- Text section:
After reading the article, it seems that timely and appropriate disclosure are the real issues and not when (or how) it is done.
It does sound like quite a bit more work at a Church, but if that is what the IRS requires for the donation to be tax deductible by the donor them we should provide them with an immediate receipt. Is there an attorney or tax accountant that can give us their view as to such matters?
Yes, I am going to take this subject to the Yahoo Forum at http://groups.yahoo.com/group/churchadmin/ A prominent well known Ministry savvy attorney is a frequent contributor to this excellent Forum and he no doubt will express his views. I am sure other Church Administrators also are dealing with this matter and will have some thoughts to share.
I realize that in a non-church setting, the rendering of a receipt after each gift is a further opportunity for the Ministry to communicate with non-members who they seldom/if ever get together with, etc. But a "Contemporaneous Donation Receipt" in a Church setting seems unnecessary 'overkill.'
Another part of all of this is has to do with cancelled checks. It seems that cancelled checks are valid verification that money went to a Church, etc. Of course, these days so few of the financial institutions send them with the monthly bank statement, .plus, of course, there still is the need for the Church to verify that the check was NOT used to pay for goods or services.From Jim Thank you for each of you sharing above. I trust each of you will go to the above Church Business Admin Forum and learn from what is shared. The obvious intent of the IRS is for the tax exempt entity to verify that a taxpayer really and timely does makes a "qualified" tax deductible donation of $250.00 or more to them so the taxpayer can use it as a tax deduction within their applicable tax return. I agree with the attorney mentioned by Onliner #5 above as he shared within the recent Church Business Admin Forum. Namely that this objective is reached when a tax deductible donation is acknowledged by the tax-exempt entity in either of the following two ways:
>> The individual tax payer donations are made known to them as a part of a list provided by a tax-exempt entity of said donations as sent to them by the tax exempt entity on or before the 15th of January of each calendar year, or --
>> As the donation is made and duly recorded by the tax-exempt entity and made known to the tax payer when received by the tax exempt entity during the calendar year.

- Exercises:
(a) Return the church donation receipt discussion word for word from "It does sound" to "to such matters?".
(b) Resume the church donation receipt discussion from its final sentence, keeping to the same topic.

- Supplied information:
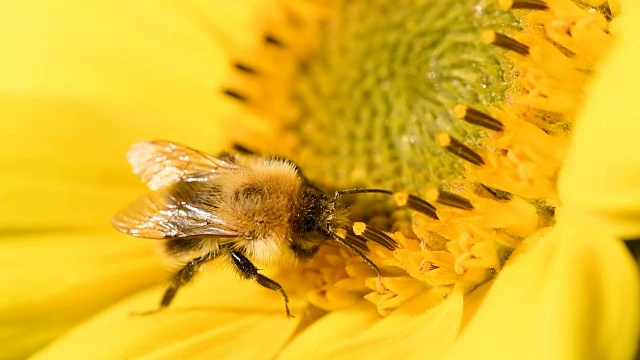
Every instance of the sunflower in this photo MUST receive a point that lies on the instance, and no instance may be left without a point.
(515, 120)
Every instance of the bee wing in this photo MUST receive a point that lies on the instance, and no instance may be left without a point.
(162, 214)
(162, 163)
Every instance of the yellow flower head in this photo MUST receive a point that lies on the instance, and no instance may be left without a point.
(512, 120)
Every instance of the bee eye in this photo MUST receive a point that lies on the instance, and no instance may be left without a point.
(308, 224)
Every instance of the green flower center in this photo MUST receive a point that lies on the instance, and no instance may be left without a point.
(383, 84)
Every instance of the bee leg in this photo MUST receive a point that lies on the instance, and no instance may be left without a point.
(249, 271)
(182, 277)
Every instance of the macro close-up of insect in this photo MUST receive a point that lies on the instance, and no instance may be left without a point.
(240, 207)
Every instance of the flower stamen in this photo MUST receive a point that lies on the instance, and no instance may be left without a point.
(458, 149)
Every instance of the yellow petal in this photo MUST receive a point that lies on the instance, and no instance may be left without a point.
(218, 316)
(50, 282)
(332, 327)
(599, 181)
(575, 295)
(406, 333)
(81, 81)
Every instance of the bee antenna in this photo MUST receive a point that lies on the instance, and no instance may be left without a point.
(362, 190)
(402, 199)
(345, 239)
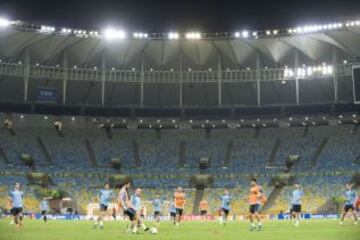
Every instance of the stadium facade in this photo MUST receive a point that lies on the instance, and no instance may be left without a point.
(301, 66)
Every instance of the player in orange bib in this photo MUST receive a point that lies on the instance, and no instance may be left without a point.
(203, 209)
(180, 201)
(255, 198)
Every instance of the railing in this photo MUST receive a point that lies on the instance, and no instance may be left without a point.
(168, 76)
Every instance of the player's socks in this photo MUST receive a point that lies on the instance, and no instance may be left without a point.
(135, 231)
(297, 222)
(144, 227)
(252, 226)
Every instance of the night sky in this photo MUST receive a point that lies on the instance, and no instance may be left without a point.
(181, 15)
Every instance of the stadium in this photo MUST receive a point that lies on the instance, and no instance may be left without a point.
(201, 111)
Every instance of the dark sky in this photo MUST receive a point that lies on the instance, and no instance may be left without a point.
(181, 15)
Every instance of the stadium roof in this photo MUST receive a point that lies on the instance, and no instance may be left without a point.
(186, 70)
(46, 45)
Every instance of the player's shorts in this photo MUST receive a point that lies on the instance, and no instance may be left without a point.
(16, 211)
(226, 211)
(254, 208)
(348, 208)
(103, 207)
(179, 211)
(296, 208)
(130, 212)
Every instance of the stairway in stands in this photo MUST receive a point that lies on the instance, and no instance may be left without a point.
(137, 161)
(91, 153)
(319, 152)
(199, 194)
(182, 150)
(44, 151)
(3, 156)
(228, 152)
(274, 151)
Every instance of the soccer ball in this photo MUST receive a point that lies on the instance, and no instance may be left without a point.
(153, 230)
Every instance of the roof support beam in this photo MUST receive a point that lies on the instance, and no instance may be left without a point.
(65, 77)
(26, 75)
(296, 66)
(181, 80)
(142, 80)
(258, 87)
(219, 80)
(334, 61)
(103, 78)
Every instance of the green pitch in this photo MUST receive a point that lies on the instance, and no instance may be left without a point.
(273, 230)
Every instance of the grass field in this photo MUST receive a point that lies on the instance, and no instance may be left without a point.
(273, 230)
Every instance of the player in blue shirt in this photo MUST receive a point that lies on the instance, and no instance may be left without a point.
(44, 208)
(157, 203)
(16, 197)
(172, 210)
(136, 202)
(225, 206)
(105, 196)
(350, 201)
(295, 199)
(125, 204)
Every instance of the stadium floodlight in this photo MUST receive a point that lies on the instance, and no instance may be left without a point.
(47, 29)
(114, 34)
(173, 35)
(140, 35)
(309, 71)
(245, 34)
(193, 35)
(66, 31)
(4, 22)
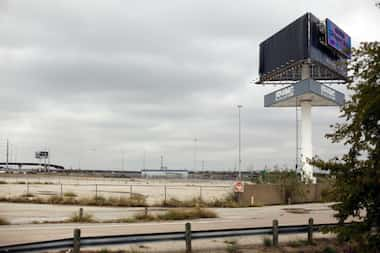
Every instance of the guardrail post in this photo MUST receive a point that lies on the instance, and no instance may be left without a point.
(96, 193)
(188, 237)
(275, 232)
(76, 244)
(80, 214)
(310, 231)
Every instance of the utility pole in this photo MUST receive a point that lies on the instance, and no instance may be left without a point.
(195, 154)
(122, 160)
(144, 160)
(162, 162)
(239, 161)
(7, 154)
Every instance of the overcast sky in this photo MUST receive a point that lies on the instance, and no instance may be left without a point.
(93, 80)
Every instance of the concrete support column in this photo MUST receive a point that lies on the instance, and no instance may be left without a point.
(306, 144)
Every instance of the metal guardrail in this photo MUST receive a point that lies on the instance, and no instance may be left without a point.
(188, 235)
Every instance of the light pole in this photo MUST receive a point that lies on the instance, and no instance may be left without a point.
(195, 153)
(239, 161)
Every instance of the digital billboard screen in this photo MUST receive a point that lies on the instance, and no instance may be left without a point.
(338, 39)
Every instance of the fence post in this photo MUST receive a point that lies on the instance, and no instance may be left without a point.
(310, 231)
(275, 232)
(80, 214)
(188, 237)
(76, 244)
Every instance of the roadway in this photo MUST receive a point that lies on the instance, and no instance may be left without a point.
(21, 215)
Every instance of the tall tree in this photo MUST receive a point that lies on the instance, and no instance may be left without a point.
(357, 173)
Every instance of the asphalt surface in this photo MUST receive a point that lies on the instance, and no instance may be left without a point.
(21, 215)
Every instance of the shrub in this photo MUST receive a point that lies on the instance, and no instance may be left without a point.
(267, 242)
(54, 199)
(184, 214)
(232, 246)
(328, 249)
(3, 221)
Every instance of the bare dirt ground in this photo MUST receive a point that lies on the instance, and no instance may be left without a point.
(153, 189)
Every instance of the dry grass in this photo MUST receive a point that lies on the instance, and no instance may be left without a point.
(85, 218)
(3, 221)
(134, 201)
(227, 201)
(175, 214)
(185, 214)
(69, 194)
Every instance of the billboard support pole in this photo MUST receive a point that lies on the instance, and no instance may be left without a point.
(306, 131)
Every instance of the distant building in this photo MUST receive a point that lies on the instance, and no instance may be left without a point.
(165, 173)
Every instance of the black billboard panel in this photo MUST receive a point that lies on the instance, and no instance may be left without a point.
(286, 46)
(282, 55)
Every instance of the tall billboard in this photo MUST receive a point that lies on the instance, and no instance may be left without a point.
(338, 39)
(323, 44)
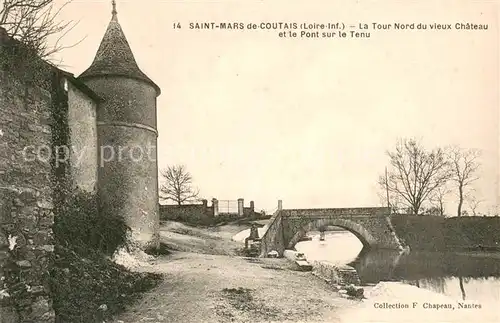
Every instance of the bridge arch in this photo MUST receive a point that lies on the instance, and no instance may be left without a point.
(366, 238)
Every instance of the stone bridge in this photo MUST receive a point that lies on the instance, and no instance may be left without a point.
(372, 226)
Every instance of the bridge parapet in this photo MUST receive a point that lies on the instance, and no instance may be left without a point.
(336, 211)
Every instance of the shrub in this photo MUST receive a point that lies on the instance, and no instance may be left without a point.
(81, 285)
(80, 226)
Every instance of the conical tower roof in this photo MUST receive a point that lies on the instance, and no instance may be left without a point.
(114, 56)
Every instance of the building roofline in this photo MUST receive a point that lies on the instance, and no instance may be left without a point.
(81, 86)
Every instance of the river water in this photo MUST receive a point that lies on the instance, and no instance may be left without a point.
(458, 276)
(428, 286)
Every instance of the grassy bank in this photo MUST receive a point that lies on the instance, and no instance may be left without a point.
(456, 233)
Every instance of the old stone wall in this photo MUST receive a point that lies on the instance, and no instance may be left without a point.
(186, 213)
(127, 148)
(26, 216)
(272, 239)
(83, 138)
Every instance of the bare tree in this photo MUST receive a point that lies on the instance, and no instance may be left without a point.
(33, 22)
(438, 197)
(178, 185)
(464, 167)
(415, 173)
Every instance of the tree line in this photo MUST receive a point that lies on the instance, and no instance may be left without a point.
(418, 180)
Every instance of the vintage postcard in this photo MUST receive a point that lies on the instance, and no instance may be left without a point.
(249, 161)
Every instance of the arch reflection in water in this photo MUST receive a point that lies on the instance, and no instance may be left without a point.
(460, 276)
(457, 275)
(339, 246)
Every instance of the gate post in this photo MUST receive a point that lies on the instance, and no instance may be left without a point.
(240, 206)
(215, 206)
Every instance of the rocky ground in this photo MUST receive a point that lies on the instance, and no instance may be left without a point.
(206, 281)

- Task-by-task outputs:
(a)
It does sound like quite a bit more work at a Church, but if that is what the IRS requires for the donation to be tax deductible by the donor them we should provide them with an immediate receipt. Is there an attorney or tax accountant that can give us their view as to such matters?

(b)
Of course, a part of this process is to assure the IRS that the donor did NOT buy something from the tax exempt entity or receive any sort of current or residual benefit from such payment (donation) made to them. This can be done as part of the annual list mentioned above.
REMINDER: The IRS's real objective is to have assurance that a qualified donation is made by a tax payer to a tax exempt entity and that it is available to be used as a tax deduction in the applicable tax year.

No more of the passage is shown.